:: WORK ORDER ::
Please transcribe, exactly and only, the lines of the records below from the one holding "of the lower" to the very end.
########################################
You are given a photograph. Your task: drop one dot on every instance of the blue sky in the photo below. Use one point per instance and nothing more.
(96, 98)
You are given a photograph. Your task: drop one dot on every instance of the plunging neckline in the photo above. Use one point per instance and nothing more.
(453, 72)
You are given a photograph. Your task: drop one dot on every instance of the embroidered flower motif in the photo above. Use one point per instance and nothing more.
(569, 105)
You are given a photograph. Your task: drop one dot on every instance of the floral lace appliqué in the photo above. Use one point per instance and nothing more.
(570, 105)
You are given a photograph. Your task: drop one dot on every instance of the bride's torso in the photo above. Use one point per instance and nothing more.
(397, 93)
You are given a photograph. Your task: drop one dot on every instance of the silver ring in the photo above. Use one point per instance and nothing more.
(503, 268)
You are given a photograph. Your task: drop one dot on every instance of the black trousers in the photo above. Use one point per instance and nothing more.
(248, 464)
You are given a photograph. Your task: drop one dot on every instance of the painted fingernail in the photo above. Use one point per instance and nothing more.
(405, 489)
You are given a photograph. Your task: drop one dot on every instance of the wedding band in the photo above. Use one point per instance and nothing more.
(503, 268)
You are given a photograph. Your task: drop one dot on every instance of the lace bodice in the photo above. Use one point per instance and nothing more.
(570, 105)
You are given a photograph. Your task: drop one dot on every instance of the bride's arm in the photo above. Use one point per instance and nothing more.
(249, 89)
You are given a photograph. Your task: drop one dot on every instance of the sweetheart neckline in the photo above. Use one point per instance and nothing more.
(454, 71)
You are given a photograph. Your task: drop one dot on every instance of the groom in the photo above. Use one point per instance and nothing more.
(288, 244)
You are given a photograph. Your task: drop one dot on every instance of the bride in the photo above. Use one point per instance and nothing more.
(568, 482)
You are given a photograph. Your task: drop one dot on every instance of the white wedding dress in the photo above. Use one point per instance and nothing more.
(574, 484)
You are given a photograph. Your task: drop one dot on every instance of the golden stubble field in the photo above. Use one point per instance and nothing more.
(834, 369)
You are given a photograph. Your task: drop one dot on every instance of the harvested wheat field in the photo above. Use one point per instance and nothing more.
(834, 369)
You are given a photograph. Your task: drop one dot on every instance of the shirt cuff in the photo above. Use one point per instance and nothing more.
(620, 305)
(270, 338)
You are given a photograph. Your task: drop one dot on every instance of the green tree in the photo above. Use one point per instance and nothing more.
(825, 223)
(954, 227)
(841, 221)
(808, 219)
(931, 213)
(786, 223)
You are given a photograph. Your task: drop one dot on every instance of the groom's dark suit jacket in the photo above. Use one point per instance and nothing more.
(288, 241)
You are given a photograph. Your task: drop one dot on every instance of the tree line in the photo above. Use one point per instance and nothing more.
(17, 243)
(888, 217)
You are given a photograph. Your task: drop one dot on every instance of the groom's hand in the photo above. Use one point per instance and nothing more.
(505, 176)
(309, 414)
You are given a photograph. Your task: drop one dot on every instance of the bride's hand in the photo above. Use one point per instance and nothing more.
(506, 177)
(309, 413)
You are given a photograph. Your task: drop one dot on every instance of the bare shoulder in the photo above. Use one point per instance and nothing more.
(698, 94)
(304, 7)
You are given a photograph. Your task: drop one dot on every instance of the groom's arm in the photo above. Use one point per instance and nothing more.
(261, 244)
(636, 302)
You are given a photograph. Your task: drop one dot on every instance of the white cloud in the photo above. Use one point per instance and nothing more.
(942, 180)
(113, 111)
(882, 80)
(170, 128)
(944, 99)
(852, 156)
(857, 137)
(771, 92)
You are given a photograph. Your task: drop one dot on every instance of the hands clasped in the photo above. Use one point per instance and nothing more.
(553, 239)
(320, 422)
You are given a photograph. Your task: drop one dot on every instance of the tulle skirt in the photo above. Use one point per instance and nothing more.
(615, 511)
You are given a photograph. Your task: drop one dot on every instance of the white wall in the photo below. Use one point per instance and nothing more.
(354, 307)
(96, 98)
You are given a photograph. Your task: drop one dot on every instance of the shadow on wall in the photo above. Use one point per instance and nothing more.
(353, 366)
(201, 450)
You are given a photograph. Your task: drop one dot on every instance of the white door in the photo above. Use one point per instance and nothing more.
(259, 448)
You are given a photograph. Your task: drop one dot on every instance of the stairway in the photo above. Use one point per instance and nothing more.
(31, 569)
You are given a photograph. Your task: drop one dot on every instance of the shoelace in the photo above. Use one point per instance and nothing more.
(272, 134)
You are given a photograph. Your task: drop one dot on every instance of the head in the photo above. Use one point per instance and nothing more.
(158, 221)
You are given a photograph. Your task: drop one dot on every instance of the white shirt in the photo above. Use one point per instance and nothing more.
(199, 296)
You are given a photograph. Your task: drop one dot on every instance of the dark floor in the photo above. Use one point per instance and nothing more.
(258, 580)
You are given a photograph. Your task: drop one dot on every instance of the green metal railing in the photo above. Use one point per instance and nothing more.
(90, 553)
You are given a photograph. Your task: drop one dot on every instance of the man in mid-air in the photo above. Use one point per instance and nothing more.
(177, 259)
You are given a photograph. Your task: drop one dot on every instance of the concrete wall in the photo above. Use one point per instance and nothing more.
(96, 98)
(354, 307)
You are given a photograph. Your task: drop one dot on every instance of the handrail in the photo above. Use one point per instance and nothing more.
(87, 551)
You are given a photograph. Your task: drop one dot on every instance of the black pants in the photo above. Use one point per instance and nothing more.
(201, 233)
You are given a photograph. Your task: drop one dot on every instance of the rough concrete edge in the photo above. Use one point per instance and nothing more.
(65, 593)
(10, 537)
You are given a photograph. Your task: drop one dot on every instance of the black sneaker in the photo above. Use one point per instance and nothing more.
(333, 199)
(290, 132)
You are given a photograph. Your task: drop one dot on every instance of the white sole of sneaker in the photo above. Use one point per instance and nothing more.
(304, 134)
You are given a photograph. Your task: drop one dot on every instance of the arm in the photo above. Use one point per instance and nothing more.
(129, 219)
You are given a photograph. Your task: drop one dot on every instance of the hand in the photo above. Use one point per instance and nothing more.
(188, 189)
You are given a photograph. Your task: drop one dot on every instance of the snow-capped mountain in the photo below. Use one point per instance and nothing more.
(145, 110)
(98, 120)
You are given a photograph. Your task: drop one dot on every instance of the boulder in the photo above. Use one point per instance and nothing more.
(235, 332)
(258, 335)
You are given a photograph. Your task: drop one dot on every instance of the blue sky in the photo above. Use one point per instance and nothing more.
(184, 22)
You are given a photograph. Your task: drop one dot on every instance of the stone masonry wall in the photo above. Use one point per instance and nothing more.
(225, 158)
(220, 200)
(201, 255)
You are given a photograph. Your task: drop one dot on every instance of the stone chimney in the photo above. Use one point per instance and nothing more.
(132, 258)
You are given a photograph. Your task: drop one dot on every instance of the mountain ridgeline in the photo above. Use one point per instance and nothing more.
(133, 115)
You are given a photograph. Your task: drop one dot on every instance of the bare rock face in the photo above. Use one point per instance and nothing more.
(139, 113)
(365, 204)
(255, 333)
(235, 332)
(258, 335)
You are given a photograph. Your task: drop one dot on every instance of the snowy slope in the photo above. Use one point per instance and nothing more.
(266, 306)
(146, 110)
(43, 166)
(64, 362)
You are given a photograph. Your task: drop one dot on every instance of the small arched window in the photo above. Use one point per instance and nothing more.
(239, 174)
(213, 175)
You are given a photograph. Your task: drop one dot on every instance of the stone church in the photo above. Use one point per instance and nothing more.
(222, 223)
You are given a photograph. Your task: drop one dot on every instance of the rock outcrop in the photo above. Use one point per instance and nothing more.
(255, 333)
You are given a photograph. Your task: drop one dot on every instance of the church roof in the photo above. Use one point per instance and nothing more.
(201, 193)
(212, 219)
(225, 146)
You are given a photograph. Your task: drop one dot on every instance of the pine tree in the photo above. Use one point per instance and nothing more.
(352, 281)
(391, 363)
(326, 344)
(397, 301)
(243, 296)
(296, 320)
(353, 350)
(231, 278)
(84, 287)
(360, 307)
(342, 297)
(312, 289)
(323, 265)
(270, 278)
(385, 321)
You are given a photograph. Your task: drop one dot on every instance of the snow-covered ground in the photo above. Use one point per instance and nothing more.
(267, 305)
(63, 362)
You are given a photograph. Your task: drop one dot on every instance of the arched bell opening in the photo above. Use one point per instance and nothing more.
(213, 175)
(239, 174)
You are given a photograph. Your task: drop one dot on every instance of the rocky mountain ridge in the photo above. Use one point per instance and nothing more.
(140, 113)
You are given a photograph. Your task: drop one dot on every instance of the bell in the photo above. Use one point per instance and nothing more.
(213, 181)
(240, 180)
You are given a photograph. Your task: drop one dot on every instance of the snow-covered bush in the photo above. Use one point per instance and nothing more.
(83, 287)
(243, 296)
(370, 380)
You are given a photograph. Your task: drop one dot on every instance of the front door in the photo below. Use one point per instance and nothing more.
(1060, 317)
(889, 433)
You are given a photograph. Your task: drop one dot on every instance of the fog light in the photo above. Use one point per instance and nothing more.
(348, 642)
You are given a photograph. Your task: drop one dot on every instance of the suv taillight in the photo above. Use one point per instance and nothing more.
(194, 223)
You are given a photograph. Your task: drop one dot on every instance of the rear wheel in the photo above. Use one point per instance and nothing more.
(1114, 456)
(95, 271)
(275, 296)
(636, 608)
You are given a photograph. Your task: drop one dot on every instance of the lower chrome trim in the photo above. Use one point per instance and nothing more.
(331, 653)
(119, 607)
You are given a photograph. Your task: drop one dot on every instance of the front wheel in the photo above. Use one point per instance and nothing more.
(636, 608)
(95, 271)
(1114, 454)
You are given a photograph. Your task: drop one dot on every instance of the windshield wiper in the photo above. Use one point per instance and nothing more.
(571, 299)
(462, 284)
########################################
:: RESULT OF THIS EXERCISE ::
You are given a photograph. Your task: drop one dot on every instance of the lower chrome trim in the photo above. Use one point per instance and nothing more.
(331, 653)
(119, 607)
You are given a photograph. Your task: drop one dot on every instance of the front wheel in the photo above. Use one point per instance and nothing more.
(636, 608)
(95, 271)
(1114, 454)
You are given a photograph. Your task: drop one dot on every instance of the windshield wiper in the photo above. Use one point per instance and nothing more.
(571, 299)
(462, 284)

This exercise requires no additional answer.